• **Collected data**
::::

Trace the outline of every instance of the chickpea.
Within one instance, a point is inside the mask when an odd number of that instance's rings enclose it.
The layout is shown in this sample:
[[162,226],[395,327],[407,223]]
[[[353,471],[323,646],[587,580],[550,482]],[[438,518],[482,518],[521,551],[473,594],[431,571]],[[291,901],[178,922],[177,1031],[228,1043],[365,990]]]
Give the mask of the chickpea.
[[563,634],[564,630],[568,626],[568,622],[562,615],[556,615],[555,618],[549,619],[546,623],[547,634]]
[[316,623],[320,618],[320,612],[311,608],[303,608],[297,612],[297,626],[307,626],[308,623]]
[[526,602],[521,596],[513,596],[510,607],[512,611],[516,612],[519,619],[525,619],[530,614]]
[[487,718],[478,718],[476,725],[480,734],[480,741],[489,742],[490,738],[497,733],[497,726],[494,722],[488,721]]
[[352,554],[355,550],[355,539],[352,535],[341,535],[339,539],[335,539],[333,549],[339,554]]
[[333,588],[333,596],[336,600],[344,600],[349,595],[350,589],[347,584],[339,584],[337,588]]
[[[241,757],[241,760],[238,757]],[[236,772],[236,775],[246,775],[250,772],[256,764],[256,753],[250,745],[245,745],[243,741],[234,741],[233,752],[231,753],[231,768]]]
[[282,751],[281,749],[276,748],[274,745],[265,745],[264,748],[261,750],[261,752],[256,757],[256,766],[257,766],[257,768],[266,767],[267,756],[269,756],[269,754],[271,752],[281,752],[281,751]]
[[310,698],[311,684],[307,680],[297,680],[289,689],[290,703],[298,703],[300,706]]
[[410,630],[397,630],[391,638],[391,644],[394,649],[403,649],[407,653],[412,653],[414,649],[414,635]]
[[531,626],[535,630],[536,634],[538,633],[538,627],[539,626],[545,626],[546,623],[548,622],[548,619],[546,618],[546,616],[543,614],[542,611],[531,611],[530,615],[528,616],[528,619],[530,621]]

::::

• **Task item**
All of the data above should be reproduced exactly.

• **Result of the task**
Trace the outline of every instance of the chickpea.
Within one instance, a point is inside the mask when an odd number of that instance's rings enclose it.
The layout is shown in this sample:
[[162,226],[395,327],[407,223]]
[[[353,471],[323,646],[587,580],[550,482]],[[438,518],[482,518],[521,551],[473,594],[431,571]],[[291,901],[178,922],[177,1031],[228,1043],[365,990]]]
Give the mask of the chickpea.
[[563,634],[564,630],[568,626],[568,622],[562,615],[556,615],[555,618],[549,619],[546,623],[547,634]]
[[316,623],[320,618],[320,612],[311,608],[303,608],[297,612],[297,626],[307,626],[308,623]]
[[526,602],[521,596],[513,596],[510,607],[512,611],[516,612],[519,619],[525,619],[530,614]]
[[487,718],[478,718],[476,725],[480,734],[480,741],[489,742],[490,738],[497,733],[497,726],[494,722],[488,721]]
[[352,554],[355,550],[355,539],[352,535],[341,535],[339,539],[335,539],[333,549],[339,554]]
[[333,588],[333,596],[336,600],[344,600],[349,595],[350,589],[347,584],[339,584],[337,588]]
[[[241,757],[241,760],[238,757]],[[236,772],[236,775],[246,775],[250,772],[256,764],[256,753],[250,745],[245,745],[243,741],[234,741],[233,752],[231,753],[231,768]]]
[[282,751],[281,749],[276,748],[274,745],[265,745],[264,748],[261,750],[261,752],[256,757],[256,766],[257,766],[257,768],[266,767],[267,756],[269,756],[269,754],[271,752],[281,752],[281,751]]
[[310,698],[311,684],[307,680],[297,680],[289,689],[290,703],[298,703],[300,706]]
[[410,630],[397,630],[391,638],[391,644],[394,649],[403,649],[407,653],[412,653],[414,649],[414,635]]
[[531,626],[535,630],[536,634],[538,633],[538,627],[539,626],[545,626],[546,623],[548,622],[548,619],[546,618],[546,616],[543,614],[542,611],[531,611],[530,615],[528,616],[528,619],[530,621]]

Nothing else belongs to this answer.